# [Document]
◇ ◇ ◇ ◇

Book Review: Incidents in the Life of Cecilia Lawton: A Memoir of Plantation Life, War, and Reconstruction in Georgia and South Carolina

Southerners get short shrift from historians lately. They represent ignorant, mean-spirited, small-minded types of people who prefer to let others do their work for them (if aristocratically inclined) or make up excuses as to why it is alright for some folks to be rich and others to be poor, as long as no one is black. Sadly, Incidents in the Life of Cecilia Lawton: A Memoir of Plantation Life, War, and Reconstruction in Georgia and South Carolina, just about checks off every mark necessary to delineate the Lost Cause.

Young Cecilia Lawton was the daughter of a wealthy planter from Georgia, only fifteen years old when the Civil War began. Geographically, her family was removed from the war’s early action. Cecelia spent her days picnicking, visiting friends, and admiring their lovely homes and fashionable clothing. However, her father remarried at the beginning of the war. Cecilia and her sisters were sent to Lawton, South Carolina, to “refugee” with relatives. Not too long after she made this move, Cecelia met the man who would be her husband, twenty-seven-year-old W. Wallace Lawton. She was sixteen-and-a-half when the ceremony was performed. Cecilia lived at her husband’s plantation in South Carolina, but a few months later, she found herself fleeing from the Union army of General William T. Sherman. Her observations of the aftermath of Sherman’s campaign, one she considered “brutal,” are vivid in their detail. How often we in the 21st century forget the number of animals it took to get the 19th century even half-way.

◇ ◇ ◇ ◇

(Records from a point labeling set)

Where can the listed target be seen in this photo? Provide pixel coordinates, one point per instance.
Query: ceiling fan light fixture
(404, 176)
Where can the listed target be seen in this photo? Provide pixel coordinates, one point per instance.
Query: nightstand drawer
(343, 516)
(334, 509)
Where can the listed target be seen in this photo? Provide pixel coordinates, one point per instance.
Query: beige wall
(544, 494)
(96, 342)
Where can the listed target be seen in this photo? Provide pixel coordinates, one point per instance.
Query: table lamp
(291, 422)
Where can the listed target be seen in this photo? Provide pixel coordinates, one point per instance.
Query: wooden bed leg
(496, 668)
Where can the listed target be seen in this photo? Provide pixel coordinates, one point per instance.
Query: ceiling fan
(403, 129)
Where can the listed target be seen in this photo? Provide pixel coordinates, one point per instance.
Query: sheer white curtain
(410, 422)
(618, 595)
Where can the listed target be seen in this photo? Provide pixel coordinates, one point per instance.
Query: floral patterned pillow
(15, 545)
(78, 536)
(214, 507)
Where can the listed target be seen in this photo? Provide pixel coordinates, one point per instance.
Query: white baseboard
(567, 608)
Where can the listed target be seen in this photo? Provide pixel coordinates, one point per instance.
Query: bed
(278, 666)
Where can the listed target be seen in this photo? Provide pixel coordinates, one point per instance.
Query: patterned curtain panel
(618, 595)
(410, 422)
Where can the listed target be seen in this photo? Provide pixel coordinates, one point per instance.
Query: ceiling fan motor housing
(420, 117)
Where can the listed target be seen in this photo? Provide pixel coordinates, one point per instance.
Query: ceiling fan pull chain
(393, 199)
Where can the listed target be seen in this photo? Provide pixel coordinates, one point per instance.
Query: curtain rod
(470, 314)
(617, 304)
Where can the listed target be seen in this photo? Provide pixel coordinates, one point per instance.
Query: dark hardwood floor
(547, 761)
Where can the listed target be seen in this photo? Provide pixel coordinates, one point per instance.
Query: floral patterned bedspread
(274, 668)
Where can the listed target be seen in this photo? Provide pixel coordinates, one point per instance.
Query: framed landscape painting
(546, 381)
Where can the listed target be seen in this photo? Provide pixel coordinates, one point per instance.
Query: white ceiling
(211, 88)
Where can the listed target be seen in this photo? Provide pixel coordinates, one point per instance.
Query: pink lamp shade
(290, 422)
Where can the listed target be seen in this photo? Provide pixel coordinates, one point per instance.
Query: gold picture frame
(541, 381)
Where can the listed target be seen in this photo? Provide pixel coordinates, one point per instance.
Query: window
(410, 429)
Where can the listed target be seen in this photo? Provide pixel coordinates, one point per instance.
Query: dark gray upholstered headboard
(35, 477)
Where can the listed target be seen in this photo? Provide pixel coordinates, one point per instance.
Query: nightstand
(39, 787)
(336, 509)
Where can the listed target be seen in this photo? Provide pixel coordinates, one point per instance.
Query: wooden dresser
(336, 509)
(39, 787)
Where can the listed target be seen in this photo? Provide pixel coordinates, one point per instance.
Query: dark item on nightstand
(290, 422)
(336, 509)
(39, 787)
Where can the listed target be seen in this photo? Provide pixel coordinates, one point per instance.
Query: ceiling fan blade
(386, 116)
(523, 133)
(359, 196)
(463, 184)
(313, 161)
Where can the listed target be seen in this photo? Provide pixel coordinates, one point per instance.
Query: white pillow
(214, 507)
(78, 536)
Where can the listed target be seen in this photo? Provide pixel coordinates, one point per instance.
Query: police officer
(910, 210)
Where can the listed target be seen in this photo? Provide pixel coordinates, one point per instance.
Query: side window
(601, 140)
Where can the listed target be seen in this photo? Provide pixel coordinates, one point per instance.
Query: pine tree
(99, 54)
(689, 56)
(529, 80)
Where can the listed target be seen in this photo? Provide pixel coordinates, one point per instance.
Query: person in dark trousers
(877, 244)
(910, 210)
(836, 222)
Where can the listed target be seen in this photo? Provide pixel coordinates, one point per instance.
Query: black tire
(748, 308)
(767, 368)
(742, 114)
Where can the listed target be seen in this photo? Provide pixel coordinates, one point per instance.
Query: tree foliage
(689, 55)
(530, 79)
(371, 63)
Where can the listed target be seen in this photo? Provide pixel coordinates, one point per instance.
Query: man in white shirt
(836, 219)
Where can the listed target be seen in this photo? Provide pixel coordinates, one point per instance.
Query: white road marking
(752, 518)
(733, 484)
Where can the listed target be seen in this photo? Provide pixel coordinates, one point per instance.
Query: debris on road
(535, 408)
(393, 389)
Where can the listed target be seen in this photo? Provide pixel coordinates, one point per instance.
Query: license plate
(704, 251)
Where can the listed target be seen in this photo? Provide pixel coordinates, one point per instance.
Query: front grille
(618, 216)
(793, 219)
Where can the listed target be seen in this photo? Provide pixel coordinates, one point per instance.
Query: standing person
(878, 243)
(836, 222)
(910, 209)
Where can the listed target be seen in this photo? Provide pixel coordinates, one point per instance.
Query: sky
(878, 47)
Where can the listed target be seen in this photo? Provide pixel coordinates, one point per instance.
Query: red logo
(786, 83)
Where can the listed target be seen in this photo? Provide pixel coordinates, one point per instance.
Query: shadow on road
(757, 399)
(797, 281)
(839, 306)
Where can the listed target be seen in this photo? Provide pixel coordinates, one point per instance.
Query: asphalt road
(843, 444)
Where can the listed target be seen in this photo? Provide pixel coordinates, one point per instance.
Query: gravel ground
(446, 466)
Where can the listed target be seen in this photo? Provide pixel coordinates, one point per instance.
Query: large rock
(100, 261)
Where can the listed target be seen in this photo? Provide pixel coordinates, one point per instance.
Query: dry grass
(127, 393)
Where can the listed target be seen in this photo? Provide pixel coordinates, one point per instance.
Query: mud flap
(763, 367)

◇ ◇ ◇ ◇

# [Jobs]
- 1) List every person named in the book review.
- 2) Reproduce verbatim the passage of the book review that begins with the words containing "Book Review: Incidents" and ends with "the Lost Cause.".

# [List of solutions]
- 1) Cecilia Lawton, W. Wallace Lawton, General William T. Sherman

- 2)
Book Review: Incidents in the Life of Cecilia Lawton: A Memoir of Plantation Life, War, and Reconstruction in Georgia and South Carolina

Southerners get short shrift from historians lately. They represent ignorant, mean-spirited, small-minded types of people who prefer to let others do their work for them (if aristocratically inclined) or make up excuses as to why it is alright for some folks to be rich and others to be poor, as long as no one is black. Sadly, Incidents in the Life of Cecilia Lawton: A Memoir of Plantation Life, War, and Reconstruction in Georgia and South Carolina, just about checks off every mark necessary to delineate the Lost Cause.